Exercise directions =
Lay out, as a Markdown table with columns headed Row and Text, every line from the one holding "else: point(873, 574)." through the end of the records, inclusive. Give each line a row number and omit blank lines.
++++++++++++++++++++
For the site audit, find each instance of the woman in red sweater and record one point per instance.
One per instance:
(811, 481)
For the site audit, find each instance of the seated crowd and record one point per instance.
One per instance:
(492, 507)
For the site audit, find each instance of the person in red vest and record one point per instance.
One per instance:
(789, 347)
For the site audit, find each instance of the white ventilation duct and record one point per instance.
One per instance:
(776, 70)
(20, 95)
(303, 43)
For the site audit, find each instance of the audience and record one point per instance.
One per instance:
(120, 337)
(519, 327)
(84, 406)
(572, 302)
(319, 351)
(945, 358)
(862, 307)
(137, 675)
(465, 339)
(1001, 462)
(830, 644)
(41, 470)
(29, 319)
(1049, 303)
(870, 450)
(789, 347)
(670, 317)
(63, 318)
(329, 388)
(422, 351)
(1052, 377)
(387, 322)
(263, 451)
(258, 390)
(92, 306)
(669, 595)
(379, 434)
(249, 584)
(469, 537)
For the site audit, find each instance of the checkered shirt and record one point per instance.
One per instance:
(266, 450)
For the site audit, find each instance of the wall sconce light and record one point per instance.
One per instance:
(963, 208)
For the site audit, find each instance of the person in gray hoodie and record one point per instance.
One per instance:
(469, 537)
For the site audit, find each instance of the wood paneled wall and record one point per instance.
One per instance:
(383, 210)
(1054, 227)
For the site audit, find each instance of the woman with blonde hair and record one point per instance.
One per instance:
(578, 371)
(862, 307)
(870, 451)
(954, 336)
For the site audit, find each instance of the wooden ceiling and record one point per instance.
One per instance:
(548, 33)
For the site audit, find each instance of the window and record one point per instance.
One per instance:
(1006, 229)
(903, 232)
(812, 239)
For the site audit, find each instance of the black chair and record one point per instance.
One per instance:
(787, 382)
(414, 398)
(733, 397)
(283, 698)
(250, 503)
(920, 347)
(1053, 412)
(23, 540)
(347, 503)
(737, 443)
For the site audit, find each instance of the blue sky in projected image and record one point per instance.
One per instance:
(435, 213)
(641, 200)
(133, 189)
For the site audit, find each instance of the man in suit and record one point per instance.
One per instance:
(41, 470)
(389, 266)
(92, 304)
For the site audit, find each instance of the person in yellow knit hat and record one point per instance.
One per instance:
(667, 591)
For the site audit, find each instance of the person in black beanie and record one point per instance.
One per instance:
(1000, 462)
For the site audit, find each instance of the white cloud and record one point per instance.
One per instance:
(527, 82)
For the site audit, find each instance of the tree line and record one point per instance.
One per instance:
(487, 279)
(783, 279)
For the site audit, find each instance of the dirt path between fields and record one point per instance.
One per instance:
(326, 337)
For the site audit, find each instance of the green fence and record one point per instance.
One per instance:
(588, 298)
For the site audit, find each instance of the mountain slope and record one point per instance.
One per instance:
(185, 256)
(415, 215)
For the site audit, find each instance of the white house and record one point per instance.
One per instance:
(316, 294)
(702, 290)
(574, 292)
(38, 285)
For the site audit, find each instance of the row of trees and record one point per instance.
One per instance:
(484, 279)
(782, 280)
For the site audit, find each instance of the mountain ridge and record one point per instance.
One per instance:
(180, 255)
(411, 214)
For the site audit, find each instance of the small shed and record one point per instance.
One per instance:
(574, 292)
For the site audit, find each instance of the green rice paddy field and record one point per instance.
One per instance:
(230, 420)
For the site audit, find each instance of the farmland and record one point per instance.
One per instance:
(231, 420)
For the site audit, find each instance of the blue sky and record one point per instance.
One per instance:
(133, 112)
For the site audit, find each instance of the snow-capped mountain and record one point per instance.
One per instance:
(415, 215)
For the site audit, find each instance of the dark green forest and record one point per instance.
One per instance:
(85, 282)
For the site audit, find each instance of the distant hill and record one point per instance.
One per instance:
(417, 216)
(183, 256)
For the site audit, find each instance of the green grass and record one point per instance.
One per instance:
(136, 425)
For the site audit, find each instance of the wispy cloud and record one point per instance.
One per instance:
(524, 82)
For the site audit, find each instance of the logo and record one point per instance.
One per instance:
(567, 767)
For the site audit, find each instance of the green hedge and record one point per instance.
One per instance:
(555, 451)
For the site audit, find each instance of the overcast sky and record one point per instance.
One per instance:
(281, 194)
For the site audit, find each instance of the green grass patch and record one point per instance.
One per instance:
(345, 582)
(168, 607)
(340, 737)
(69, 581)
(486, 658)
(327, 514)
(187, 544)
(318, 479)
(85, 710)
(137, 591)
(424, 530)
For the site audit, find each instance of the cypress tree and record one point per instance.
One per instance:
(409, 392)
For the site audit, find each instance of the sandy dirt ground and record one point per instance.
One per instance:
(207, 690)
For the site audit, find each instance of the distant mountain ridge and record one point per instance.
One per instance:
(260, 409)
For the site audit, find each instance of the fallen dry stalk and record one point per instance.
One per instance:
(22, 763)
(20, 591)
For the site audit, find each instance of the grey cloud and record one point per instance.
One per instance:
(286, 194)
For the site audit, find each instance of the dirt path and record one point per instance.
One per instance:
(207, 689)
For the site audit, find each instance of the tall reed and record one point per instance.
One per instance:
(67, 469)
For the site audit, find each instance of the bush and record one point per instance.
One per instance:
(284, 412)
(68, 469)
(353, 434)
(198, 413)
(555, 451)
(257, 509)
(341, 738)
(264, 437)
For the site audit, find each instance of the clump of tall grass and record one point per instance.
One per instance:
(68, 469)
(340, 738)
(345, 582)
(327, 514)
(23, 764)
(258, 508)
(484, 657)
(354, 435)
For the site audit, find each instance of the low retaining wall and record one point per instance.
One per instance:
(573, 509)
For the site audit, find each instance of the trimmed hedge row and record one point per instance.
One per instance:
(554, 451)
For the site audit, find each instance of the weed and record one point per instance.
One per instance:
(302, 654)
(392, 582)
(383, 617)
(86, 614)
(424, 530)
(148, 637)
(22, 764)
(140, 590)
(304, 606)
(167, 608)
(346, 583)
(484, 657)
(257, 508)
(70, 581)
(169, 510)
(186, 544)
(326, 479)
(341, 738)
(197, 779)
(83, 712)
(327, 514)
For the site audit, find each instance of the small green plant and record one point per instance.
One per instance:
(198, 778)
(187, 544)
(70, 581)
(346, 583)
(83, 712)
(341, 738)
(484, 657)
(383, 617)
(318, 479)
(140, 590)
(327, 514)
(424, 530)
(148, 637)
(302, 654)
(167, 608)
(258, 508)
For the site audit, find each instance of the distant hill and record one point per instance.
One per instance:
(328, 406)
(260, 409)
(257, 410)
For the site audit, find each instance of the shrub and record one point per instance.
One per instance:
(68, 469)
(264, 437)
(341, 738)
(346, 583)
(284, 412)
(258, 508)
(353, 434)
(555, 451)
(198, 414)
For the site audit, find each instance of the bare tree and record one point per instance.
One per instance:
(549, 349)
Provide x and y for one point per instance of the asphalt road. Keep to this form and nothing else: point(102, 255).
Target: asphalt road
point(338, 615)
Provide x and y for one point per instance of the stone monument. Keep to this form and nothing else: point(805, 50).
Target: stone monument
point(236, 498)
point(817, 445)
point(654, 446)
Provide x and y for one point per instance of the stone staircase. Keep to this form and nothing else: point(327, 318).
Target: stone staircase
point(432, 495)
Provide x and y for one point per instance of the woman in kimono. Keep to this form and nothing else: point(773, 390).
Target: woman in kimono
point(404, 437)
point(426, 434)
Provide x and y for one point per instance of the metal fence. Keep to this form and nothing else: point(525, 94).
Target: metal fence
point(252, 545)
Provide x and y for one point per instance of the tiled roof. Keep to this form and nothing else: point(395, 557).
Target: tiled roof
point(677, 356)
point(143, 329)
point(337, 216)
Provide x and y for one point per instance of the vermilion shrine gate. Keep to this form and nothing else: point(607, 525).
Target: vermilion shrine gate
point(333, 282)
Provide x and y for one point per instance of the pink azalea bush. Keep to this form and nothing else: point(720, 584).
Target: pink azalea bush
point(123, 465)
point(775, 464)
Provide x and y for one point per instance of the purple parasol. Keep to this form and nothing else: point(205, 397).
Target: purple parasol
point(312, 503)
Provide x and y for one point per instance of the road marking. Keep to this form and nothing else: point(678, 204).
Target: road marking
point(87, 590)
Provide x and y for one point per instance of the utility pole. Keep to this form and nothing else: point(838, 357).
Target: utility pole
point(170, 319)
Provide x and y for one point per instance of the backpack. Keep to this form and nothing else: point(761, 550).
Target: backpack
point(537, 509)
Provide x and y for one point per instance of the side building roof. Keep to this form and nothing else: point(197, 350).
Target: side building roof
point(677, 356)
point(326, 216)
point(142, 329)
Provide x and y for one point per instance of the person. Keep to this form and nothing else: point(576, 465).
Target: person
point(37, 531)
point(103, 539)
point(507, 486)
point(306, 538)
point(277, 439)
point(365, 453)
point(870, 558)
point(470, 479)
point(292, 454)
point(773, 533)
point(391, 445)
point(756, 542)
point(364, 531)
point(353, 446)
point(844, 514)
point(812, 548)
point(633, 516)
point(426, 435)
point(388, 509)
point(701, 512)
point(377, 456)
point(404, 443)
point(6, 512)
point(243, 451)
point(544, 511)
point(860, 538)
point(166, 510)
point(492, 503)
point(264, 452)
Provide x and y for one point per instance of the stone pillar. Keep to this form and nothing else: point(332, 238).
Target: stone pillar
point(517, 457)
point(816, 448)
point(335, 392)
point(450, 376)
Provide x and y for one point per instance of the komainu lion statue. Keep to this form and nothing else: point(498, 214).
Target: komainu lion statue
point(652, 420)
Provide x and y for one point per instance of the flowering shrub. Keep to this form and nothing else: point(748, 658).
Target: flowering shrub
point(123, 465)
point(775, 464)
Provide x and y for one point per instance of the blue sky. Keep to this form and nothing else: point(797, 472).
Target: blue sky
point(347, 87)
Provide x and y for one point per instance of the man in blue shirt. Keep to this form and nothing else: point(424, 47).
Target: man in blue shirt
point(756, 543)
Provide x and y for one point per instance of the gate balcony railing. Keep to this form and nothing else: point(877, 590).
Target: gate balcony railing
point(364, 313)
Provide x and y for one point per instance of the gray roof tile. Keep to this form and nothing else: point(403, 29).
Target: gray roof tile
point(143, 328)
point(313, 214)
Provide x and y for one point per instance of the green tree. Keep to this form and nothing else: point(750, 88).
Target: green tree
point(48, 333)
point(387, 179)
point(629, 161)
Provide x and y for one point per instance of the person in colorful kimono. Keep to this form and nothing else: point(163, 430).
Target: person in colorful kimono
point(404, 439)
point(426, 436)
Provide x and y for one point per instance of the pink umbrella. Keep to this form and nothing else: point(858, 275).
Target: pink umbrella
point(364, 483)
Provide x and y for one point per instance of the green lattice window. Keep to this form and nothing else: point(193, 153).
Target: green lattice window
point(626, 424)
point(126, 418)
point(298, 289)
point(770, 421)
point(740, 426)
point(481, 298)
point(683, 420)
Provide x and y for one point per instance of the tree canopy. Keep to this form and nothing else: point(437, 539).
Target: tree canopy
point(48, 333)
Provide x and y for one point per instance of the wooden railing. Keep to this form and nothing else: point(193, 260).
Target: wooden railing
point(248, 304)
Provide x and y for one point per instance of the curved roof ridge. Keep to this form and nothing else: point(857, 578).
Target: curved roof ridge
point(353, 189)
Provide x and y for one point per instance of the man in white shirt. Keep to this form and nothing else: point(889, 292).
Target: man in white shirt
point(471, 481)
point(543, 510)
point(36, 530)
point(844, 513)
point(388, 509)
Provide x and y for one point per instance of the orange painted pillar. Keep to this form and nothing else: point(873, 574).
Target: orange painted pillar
++++++++++++++++++++
Complete response =
| Row | Text |
|---|---|
| 1 | Provide x and y for one point per instance of the orange painted pillar. Keep to this form and nothing else: point(873, 574). |
| 2 | Target: orange painted pillar |